------ Excerpted data
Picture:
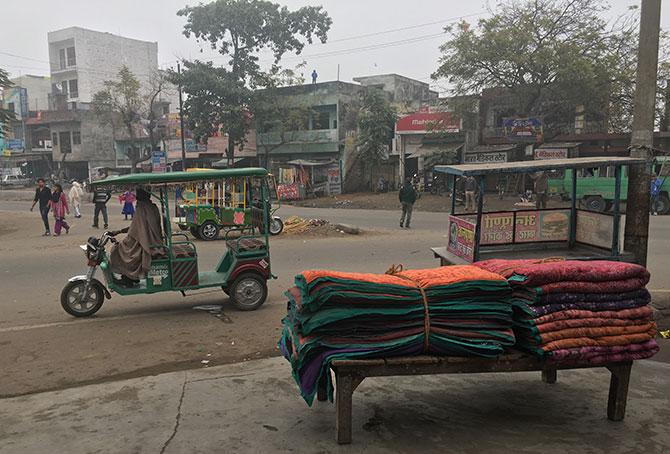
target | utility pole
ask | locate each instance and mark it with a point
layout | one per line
(642, 140)
(181, 122)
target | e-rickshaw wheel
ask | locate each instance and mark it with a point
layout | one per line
(208, 231)
(248, 291)
(194, 232)
(79, 305)
(276, 225)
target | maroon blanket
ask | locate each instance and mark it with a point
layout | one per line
(603, 355)
(535, 273)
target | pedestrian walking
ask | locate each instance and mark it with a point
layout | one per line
(74, 197)
(59, 207)
(100, 199)
(541, 189)
(470, 193)
(127, 199)
(407, 196)
(43, 196)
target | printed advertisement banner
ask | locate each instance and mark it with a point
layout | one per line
(596, 229)
(461, 238)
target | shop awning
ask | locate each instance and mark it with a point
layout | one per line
(305, 163)
(436, 148)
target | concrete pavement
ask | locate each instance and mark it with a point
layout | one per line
(254, 407)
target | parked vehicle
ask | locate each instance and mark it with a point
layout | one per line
(242, 271)
(15, 181)
(595, 187)
(226, 205)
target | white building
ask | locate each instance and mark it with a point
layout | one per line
(82, 60)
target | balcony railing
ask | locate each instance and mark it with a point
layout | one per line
(313, 136)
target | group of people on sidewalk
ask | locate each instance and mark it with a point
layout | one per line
(59, 205)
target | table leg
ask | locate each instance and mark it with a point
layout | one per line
(549, 376)
(618, 395)
(322, 389)
(343, 403)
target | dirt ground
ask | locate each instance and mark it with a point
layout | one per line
(427, 202)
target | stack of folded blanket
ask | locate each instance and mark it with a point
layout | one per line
(580, 312)
(457, 310)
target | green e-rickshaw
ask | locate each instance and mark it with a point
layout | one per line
(206, 208)
(242, 272)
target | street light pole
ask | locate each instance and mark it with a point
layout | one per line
(181, 122)
(642, 140)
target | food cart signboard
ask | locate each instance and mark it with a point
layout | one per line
(595, 229)
(536, 226)
(497, 228)
(461, 238)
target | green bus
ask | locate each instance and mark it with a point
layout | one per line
(595, 186)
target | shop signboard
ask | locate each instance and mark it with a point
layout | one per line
(536, 226)
(461, 238)
(523, 129)
(595, 229)
(158, 161)
(485, 158)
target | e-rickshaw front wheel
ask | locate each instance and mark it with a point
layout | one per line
(248, 291)
(81, 303)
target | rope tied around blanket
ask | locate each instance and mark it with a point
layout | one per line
(395, 270)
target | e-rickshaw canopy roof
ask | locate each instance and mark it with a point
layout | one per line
(180, 177)
(535, 166)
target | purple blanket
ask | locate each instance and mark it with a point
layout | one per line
(589, 306)
(603, 355)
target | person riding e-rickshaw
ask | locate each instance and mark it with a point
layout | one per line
(152, 259)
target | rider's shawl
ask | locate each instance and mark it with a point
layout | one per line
(132, 256)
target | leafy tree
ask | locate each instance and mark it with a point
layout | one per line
(240, 30)
(550, 56)
(5, 115)
(376, 123)
(123, 105)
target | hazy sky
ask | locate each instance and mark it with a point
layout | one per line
(412, 52)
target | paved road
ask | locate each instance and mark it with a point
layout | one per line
(41, 347)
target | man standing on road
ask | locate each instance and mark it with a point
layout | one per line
(43, 196)
(470, 193)
(100, 198)
(407, 198)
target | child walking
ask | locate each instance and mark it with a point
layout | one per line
(128, 200)
(59, 207)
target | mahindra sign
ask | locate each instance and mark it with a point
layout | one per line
(426, 122)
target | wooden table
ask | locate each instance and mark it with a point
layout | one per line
(350, 373)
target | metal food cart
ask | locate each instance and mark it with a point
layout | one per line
(572, 232)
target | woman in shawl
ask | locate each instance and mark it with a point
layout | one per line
(128, 201)
(59, 207)
(75, 194)
(131, 257)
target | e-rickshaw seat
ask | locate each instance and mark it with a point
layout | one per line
(246, 245)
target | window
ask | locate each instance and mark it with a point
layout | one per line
(71, 58)
(61, 57)
(74, 89)
(65, 142)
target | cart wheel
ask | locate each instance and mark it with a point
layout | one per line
(208, 231)
(248, 292)
(276, 225)
(75, 303)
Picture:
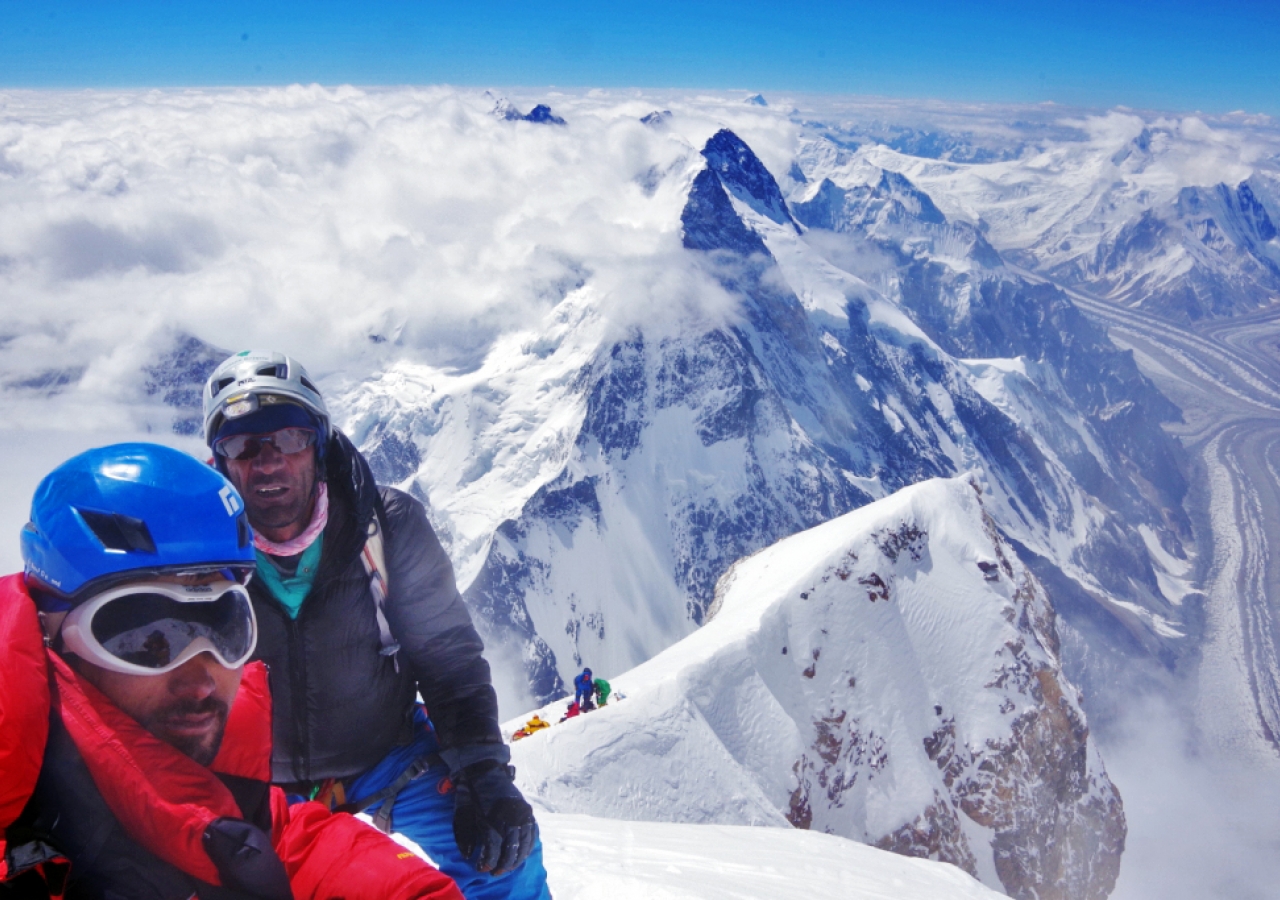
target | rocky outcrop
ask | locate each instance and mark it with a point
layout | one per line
(891, 676)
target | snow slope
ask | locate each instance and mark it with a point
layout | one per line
(589, 858)
(888, 676)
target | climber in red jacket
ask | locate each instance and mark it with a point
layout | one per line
(135, 743)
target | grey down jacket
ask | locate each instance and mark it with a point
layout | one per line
(338, 706)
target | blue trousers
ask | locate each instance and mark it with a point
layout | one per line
(424, 813)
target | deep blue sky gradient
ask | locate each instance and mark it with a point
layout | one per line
(1179, 55)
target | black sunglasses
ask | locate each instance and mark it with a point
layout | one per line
(247, 446)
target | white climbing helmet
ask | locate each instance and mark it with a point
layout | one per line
(254, 379)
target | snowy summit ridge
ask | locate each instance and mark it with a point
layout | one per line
(890, 676)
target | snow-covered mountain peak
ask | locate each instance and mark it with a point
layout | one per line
(745, 177)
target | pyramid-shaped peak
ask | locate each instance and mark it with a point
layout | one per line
(745, 177)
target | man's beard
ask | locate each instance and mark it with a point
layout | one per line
(201, 748)
(272, 516)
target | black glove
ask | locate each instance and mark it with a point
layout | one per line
(492, 822)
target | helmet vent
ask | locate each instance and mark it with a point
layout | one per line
(119, 533)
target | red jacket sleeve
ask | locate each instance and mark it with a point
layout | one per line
(23, 699)
(333, 855)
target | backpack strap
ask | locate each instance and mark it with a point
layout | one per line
(374, 557)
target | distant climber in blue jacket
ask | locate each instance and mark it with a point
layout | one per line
(584, 689)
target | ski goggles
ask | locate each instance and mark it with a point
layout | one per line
(151, 627)
(287, 441)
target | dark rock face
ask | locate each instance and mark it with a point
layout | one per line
(745, 177)
(511, 575)
(542, 114)
(1123, 460)
(865, 407)
(178, 378)
(1056, 822)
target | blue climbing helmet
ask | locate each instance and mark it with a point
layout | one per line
(128, 511)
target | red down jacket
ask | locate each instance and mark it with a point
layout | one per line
(72, 762)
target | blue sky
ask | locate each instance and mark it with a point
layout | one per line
(1215, 56)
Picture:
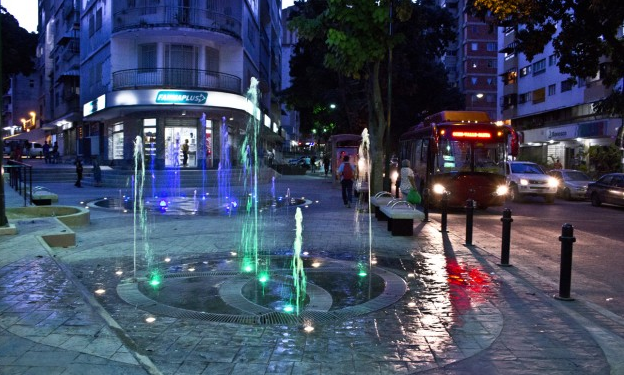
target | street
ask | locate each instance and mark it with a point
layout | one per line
(598, 254)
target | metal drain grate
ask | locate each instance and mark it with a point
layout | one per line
(254, 314)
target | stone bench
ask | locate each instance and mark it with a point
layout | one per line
(42, 196)
(401, 217)
(381, 199)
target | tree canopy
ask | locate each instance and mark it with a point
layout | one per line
(18, 48)
(343, 52)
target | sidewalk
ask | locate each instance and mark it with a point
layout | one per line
(443, 308)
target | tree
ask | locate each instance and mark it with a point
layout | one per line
(356, 42)
(583, 32)
(17, 48)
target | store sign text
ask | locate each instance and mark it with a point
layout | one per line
(181, 97)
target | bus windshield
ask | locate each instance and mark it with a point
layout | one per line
(461, 156)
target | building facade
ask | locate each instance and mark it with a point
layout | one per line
(553, 112)
(159, 72)
(471, 62)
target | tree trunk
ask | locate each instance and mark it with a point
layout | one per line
(376, 129)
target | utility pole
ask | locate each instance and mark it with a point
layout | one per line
(386, 180)
(3, 219)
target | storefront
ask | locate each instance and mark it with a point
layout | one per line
(568, 143)
(164, 120)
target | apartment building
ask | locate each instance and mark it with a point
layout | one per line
(471, 62)
(552, 112)
(166, 71)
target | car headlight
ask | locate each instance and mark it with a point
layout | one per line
(438, 189)
(502, 190)
(553, 182)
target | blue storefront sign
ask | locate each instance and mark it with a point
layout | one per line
(181, 97)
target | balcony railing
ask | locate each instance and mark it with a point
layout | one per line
(176, 78)
(168, 16)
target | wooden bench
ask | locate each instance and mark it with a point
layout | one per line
(381, 199)
(401, 217)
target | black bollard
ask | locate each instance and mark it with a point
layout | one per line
(507, 220)
(444, 209)
(470, 204)
(426, 205)
(565, 277)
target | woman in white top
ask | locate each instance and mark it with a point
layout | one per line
(407, 178)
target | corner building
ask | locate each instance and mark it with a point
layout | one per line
(168, 71)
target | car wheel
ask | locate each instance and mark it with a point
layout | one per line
(595, 200)
(515, 194)
(566, 194)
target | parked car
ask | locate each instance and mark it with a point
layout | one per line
(572, 183)
(607, 189)
(34, 149)
(529, 179)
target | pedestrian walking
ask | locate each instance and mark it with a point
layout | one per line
(46, 152)
(55, 154)
(78, 173)
(326, 162)
(346, 173)
(407, 176)
(185, 148)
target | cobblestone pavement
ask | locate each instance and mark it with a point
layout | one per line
(429, 304)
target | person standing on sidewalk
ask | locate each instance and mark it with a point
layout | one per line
(46, 152)
(346, 171)
(185, 148)
(78, 173)
(326, 162)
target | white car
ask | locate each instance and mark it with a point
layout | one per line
(529, 179)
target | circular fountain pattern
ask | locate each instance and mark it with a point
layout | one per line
(216, 291)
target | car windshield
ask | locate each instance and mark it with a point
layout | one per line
(526, 168)
(576, 176)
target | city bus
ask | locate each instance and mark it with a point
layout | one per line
(460, 155)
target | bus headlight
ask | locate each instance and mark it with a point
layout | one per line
(502, 190)
(552, 182)
(438, 189)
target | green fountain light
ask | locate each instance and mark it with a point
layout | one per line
(263, 278)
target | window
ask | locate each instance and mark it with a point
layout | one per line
(98, 19)
(539, 67)
(91, 25)
(539, 95)
(147, 57)
(552, 60)
(567, 85)
(552, 90)
(212, 59)
(523, 98)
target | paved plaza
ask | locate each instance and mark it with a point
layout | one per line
(428, 304)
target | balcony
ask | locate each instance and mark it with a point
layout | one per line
(170, 16)
(177, 79)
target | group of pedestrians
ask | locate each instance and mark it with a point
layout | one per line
(51, 156)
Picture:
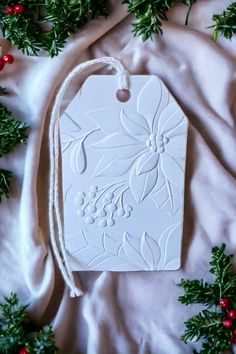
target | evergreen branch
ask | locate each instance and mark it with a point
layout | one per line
(48, 23)
(225, 279)
(12, 132)
(225, 23)
(203, 325)
(197, 292)
(216, 325)
(150, 14)
(17, 330)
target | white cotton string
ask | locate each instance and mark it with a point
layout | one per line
(55, 217)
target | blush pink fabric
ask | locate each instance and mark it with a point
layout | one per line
(124, 313)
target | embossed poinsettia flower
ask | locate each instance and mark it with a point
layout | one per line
(147, 143)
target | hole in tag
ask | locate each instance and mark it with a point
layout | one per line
(123, 95)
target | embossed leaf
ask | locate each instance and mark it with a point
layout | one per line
(170, 245)
(118, 146)
(168, 198)
(176, 146)
(172, 170)
(135, 124)
(180, 129)
(132, 253)
(150, 99)
(69, 125)
(88, 255)
(78, 158)
(112, 168)
(170, 118)
(142, 185)
(150, 251)
(161, 197)
(147, 162)
(106, 119)
(112, 264)
(111, 245)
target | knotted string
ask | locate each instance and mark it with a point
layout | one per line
(55, 217)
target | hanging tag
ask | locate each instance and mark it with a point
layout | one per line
(123, 176)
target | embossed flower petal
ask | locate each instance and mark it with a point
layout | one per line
(132, 253)
(176, 146)
(78, 158)
(142, 185)
(147, 162)
(180, 129)
(172, 170)
(112, 168)
(135, 124)
(118, 146)
(170, 118)
(150, 251)
(99, 117)
(149, 99)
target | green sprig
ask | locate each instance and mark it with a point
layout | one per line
(47, 24)
(151, 13)
(208, 324)
(17, 330)
(12, 133)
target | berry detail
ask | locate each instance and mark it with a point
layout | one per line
(227, 323)
(8, 58)
(9, 10)
(225, 303)
(231, 314)
(18, 9)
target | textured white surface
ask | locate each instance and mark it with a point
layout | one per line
(123, 176)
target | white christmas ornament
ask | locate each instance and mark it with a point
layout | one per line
(123, 167)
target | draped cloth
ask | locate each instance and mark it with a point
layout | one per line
(124, 313)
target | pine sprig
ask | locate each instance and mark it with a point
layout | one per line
(209, 324)
(197, 292)
(225, 23)
(151, 13)
(48, 23)
(17, 330)
(12, 133)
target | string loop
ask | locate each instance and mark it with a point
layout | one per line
(55, 217)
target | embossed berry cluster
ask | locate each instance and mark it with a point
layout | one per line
(102, 205)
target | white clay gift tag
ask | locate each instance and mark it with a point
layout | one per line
(123, 166)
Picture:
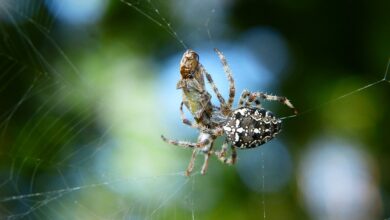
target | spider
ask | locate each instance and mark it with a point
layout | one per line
(247, 126)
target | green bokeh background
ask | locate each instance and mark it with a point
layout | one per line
(66, 90)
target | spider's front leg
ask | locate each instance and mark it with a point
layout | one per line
(229, 75)
(260, 95)
(206, 150)
(215, 132)
(186, 144)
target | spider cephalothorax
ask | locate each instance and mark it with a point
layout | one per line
(247, 126)
(251, 127)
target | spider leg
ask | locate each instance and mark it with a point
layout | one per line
(216, 132)
(186, 144)
(207, 153)
(243, 98)
(229, 75)
(213, 86)
(280, 99)
(222, 154)
(184, 119)
(192, 162)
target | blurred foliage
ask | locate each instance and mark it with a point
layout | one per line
(58, 85)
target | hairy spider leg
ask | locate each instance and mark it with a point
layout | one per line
(281, 99)
(192, 162)
(186, 144)
(213, 86)
(216, 132)
(243, 98)
(207, 152)
(229, 75)
(222, 154)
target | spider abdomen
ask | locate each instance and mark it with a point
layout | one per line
(250, 127)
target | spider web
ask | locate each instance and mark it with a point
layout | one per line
(80, 124)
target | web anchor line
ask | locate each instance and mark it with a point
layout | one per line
(384, 79)
(168, 27)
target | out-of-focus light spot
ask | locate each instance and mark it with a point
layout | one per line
(16, 11)
(209, 22)
(270, 46)
(77, 11)
(336, 182)
(277, 167)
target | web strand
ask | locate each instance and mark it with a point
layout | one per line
(384, 79)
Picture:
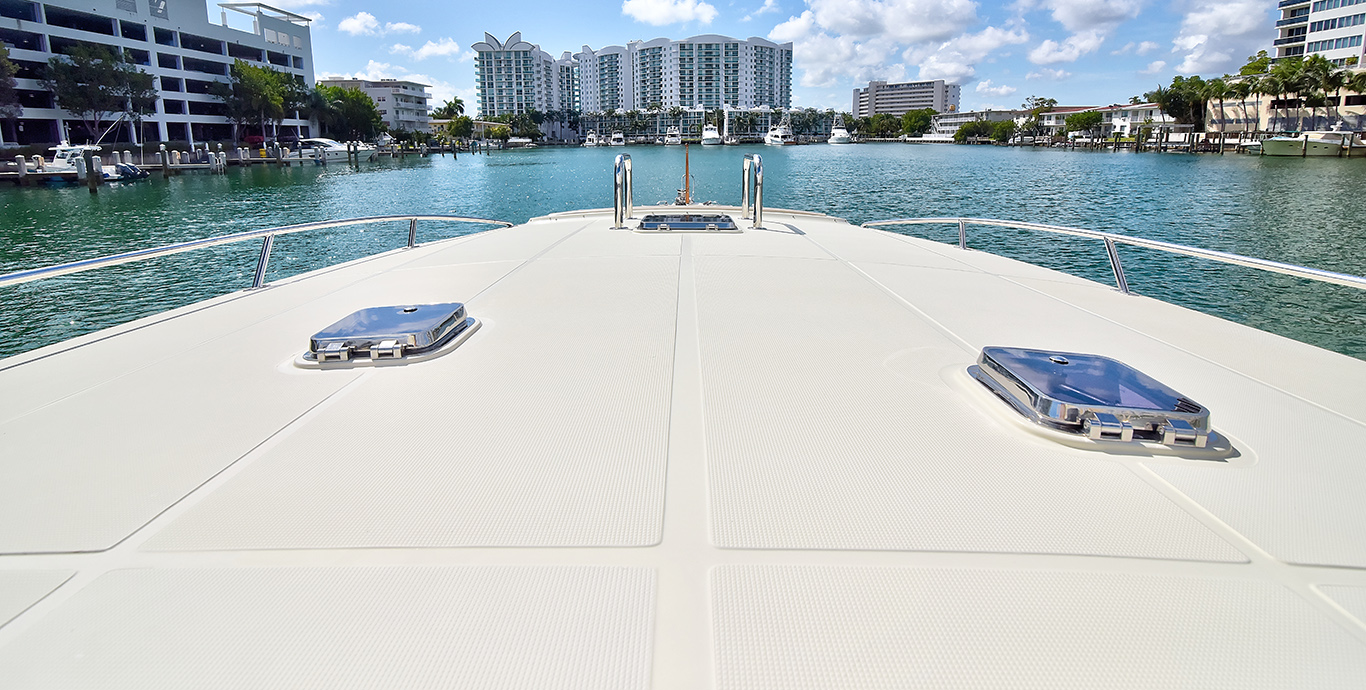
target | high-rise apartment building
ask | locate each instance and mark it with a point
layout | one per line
(709, 71)
(403, 105)
(514, 77)
(1328, 28)
(172, 40)
(895, 99)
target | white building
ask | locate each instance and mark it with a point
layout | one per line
(944, 125)
(172, 40)
(1328, 28)
(514, 77)
(896, 99)
(705, 71)
(1126, 119)
(403, 105)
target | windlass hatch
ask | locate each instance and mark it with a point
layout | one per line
(388, 332)
(689, 223)
(1092, 395)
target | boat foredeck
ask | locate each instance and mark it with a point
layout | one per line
(674, 461)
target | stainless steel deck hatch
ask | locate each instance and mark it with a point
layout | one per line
(689, 223)
(1092, 395)
(388, 332)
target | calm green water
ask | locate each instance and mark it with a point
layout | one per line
(1288, 209)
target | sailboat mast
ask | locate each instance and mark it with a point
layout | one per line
(687, 179)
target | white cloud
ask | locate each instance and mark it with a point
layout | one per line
(956, 59)
(361, 23)
(1216, 34)
(439, 89)
(1144, 48)
(1083, 15)
(443, 47)
(365, 23)
(1053, 75)
(769, 6)
(1068, 51)
(1154, 67)
(660, 12)
(985, 86)
(842, 41)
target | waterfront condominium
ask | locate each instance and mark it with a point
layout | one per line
(514, 77)
(174, 40)
(895, 99)
(1328, 28)
(403, 105)
(702, 71)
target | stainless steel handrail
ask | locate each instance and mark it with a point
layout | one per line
(267, 235)
(1111, 239)
(623, 194)
(753, 159)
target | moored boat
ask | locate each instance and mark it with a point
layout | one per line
(711, 135)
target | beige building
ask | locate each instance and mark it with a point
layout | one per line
(896, 99)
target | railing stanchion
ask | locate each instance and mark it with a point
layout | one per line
(1115, 265)
(267, 242)
(758, 189)
(620, 190)
(745, 189)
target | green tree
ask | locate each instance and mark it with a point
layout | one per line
(92, 82)
(357, 115)
(1258, 63)
(253, 96)
(1003, 131)
(915, 123)
(1036, 107)
(450, 109)
(461, 127)
(1082, 120)
(8, 97)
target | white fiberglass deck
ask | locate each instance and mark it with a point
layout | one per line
(672, 461)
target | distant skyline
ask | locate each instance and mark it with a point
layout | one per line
(1082, 52)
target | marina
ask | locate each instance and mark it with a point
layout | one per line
(612, 443)
(1283, 209)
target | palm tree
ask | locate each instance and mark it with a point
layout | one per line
(1242, 90)
(451, 109)
(1217, 90)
------------
### What is asked
Copy exactly the lines above, from the one containing "target | white fiberglass deck" through the very last line.

### Complete output
target | white fiberglass deck
ask | locate each instance and mark it with a point
layout | one per line
(672, 461)
target | distant skyline
ask | locate each instance and mark it with a point
layout | one per line
(1082, 52)
target | marina
ask | locate each instance and mark it with a point
layout | one per line
(612, 443)
(1283, 209)
target | palm tree
ask | locate each instance and mark it with a point
layout | one per line
(1242, 90)
(451, 109)
(1217, 90)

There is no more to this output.